Directions for this task:
In the stored entries below, how many lines contain the word "mountain"? Reply with the number alone.

(Stored entries)
********
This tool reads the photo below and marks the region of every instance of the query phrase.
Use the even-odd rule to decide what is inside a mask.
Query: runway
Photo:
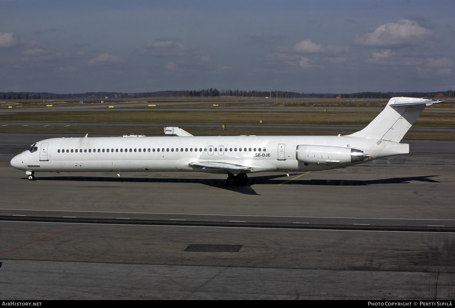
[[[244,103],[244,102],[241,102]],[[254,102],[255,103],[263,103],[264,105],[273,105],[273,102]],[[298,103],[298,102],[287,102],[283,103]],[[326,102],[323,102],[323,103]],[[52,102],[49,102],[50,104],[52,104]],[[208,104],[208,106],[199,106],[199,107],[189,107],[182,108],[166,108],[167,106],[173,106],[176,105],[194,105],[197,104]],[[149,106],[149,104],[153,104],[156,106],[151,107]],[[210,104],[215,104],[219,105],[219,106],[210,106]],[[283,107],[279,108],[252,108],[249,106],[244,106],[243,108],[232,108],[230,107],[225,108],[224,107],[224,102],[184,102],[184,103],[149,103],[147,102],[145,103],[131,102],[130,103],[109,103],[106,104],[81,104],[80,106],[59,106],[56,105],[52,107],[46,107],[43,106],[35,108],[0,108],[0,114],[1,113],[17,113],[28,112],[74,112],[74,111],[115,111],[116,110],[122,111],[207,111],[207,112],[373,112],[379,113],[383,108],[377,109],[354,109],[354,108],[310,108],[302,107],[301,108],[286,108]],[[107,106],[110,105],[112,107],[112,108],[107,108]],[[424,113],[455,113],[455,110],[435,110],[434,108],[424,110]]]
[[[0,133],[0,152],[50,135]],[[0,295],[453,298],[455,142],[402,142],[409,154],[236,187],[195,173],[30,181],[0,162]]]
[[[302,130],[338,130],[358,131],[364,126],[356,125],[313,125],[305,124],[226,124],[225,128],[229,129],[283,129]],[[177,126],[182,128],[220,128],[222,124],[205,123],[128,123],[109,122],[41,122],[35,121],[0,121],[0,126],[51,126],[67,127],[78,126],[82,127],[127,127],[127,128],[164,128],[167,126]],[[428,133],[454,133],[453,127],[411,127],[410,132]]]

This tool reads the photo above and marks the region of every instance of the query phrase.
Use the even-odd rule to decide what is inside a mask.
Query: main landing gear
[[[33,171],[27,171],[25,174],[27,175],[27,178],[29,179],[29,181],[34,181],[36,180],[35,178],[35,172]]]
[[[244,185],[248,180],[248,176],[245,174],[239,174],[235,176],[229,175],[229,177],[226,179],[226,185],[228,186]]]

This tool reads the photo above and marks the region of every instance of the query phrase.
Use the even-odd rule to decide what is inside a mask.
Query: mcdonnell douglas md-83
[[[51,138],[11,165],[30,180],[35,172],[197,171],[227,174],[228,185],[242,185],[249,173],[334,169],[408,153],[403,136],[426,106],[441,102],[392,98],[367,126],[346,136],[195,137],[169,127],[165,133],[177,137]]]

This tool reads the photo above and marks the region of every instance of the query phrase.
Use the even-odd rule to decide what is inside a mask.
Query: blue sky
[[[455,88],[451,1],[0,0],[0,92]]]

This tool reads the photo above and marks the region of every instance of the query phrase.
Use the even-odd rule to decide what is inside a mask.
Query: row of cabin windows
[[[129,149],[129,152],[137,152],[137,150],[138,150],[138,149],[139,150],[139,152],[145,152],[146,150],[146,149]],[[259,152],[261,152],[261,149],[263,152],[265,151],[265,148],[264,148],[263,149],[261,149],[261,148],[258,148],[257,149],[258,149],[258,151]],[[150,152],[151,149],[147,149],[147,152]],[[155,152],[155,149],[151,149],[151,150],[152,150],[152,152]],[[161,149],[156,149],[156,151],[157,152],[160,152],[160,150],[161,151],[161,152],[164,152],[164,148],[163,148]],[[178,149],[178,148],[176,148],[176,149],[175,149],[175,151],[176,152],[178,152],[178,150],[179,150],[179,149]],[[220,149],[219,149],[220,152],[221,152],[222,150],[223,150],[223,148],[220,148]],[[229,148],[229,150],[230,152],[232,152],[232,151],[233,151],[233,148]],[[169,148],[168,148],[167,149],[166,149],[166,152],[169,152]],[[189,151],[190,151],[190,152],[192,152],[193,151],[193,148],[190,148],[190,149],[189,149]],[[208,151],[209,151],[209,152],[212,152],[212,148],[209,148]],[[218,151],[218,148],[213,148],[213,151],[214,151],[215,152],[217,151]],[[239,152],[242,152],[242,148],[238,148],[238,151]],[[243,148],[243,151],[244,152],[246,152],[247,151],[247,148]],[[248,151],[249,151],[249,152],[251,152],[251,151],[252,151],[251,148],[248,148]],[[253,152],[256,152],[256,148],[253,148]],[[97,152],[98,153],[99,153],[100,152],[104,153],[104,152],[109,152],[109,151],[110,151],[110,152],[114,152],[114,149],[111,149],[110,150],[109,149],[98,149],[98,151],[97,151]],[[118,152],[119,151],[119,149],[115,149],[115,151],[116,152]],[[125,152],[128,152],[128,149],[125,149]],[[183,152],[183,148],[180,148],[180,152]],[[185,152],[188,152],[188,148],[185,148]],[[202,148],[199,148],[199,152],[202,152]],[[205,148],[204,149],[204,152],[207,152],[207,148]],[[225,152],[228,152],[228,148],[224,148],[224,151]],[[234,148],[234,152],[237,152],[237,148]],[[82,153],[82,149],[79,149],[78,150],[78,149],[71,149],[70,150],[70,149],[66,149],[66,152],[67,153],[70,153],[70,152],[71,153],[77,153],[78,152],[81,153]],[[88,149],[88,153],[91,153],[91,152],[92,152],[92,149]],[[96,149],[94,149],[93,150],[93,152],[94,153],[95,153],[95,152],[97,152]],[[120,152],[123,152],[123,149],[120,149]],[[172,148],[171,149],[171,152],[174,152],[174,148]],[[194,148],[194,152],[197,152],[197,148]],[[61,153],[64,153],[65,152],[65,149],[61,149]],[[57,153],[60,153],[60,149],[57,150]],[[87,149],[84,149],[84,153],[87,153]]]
********
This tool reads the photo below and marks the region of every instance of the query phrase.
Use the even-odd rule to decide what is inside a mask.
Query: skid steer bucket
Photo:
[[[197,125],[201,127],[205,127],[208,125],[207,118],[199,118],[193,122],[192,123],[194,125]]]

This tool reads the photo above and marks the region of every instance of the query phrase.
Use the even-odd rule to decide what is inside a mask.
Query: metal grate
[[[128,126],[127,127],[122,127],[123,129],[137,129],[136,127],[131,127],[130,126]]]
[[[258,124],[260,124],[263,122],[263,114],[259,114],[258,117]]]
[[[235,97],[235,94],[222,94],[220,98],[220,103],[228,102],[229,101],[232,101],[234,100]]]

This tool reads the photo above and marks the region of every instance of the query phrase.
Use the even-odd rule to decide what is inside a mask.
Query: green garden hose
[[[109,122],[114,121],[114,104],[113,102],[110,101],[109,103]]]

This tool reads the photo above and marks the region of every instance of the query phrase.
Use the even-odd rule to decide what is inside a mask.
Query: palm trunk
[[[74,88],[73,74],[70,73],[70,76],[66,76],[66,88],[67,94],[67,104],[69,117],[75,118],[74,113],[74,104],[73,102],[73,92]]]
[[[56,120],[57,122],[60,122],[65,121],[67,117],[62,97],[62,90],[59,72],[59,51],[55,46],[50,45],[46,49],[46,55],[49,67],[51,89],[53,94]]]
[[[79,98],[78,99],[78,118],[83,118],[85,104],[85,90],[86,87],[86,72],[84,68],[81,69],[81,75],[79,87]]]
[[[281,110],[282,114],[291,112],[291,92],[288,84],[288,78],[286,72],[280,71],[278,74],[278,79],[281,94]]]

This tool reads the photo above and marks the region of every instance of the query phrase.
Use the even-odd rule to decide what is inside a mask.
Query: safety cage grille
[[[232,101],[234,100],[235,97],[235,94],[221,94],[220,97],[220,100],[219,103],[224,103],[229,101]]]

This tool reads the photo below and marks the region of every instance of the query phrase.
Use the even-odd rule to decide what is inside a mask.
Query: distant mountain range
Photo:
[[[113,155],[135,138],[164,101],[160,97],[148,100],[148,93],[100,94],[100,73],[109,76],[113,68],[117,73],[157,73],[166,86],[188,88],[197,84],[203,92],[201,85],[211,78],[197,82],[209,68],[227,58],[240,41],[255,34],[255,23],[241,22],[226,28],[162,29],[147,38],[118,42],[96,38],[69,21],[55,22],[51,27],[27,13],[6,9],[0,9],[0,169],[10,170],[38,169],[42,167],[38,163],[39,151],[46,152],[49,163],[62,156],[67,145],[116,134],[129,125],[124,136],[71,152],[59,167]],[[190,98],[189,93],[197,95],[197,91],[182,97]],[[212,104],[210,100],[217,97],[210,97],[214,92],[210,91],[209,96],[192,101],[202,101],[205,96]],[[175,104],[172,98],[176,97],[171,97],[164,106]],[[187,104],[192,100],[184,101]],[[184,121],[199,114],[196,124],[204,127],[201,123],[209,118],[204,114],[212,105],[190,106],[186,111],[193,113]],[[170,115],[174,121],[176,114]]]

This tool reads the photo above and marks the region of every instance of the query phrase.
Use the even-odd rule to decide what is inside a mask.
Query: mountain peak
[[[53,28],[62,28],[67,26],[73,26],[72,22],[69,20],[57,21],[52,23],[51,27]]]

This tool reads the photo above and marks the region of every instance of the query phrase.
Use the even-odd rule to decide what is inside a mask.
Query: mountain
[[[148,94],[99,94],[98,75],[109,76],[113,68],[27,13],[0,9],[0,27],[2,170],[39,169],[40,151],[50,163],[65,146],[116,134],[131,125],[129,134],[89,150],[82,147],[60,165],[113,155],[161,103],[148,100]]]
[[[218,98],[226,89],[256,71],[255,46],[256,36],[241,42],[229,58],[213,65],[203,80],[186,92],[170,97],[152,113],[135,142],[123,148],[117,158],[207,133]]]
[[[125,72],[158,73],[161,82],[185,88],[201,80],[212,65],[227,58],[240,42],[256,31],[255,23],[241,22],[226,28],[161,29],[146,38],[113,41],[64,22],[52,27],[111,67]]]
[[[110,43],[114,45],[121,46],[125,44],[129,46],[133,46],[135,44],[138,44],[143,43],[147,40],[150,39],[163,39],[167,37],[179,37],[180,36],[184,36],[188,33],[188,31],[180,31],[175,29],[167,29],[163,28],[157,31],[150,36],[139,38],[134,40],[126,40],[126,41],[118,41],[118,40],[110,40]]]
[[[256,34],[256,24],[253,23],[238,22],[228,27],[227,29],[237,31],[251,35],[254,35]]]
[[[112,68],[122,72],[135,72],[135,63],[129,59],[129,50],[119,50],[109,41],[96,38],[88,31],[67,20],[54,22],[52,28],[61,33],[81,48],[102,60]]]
********
Result for this exercise:
3